The records START

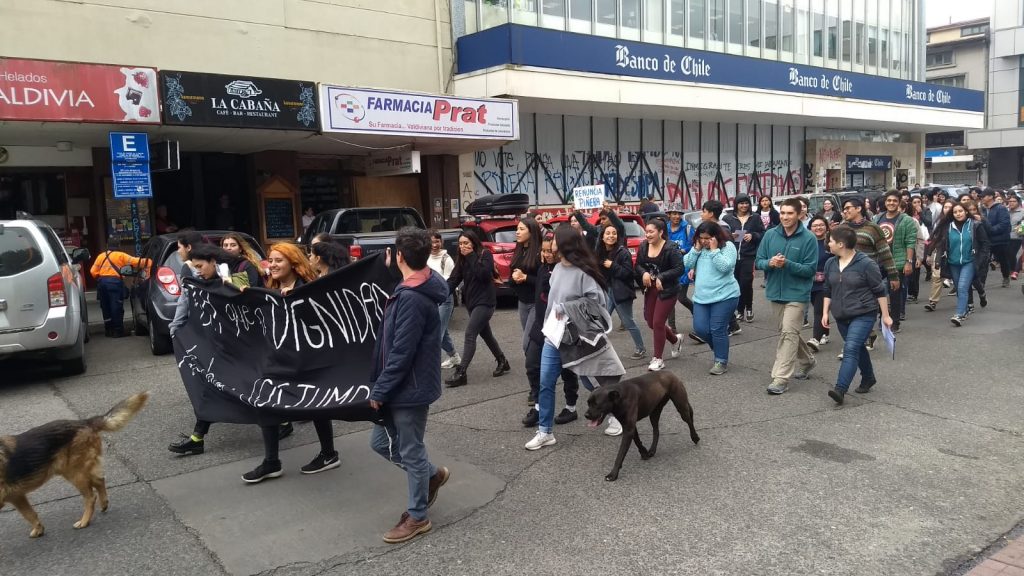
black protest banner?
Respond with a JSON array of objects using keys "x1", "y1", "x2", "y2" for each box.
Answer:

The records END
The records START

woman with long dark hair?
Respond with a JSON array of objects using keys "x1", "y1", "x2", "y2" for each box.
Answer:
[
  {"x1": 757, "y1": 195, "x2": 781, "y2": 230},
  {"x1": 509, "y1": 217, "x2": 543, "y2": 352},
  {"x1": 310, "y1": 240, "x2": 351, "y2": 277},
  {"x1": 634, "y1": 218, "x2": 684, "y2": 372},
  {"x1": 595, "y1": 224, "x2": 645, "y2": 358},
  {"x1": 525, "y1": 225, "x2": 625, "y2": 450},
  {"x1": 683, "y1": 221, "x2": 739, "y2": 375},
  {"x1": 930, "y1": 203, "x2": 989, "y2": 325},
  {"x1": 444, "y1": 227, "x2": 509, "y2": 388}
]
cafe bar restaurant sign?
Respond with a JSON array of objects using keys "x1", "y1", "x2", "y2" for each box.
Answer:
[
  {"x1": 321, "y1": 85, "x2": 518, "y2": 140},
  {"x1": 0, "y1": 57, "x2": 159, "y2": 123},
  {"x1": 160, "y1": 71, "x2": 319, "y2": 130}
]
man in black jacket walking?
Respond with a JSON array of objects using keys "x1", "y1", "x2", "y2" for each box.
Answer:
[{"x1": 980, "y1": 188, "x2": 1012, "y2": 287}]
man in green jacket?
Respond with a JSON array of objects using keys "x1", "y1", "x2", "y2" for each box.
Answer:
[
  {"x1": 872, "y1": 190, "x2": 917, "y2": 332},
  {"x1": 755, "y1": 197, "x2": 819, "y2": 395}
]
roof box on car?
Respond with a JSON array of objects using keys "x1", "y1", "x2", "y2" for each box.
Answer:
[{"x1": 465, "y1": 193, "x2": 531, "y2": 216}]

The records END
The records START

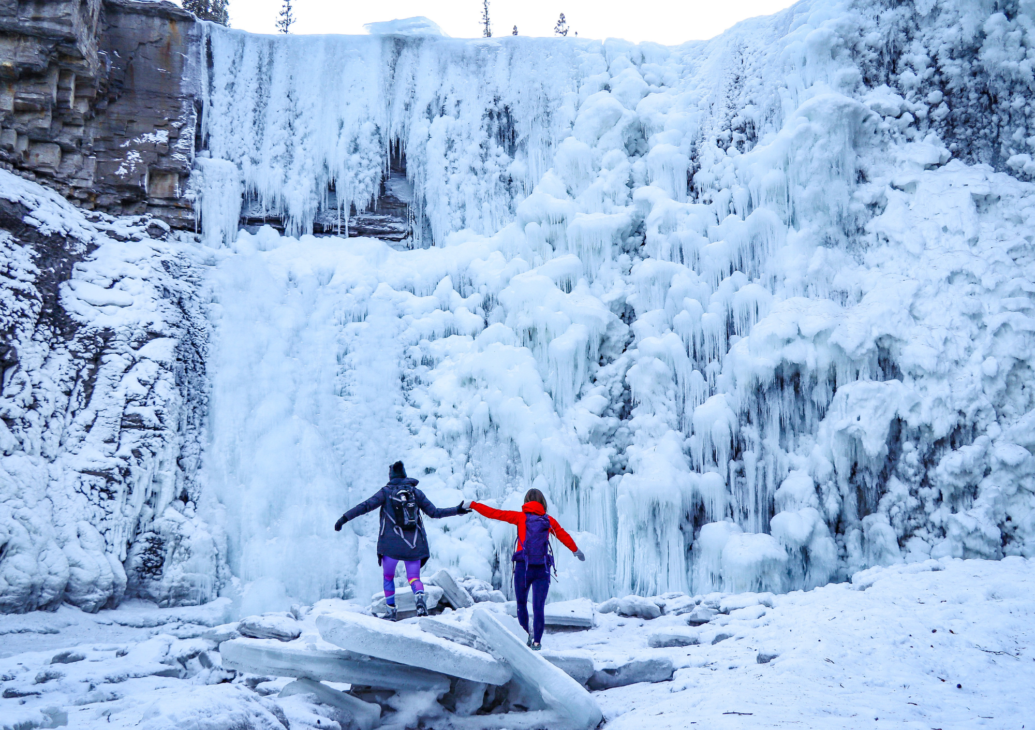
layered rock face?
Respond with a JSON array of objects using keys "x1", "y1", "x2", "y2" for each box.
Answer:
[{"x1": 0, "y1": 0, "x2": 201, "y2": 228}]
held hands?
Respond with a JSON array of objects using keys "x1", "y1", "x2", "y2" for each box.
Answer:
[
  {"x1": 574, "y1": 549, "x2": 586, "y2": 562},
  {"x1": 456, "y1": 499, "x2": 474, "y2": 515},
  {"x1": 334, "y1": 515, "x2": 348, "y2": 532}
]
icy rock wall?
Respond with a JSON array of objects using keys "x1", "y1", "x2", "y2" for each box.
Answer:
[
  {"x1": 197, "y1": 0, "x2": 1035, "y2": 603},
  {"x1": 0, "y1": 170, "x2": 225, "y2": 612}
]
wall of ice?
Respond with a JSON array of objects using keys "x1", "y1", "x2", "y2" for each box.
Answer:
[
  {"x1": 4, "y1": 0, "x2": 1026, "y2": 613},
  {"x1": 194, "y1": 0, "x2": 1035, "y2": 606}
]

The records END

» **Exercise description**
Copy out the lines above with "black" in them.

» **Answer section**
black protest banner?
man in black jacket walking?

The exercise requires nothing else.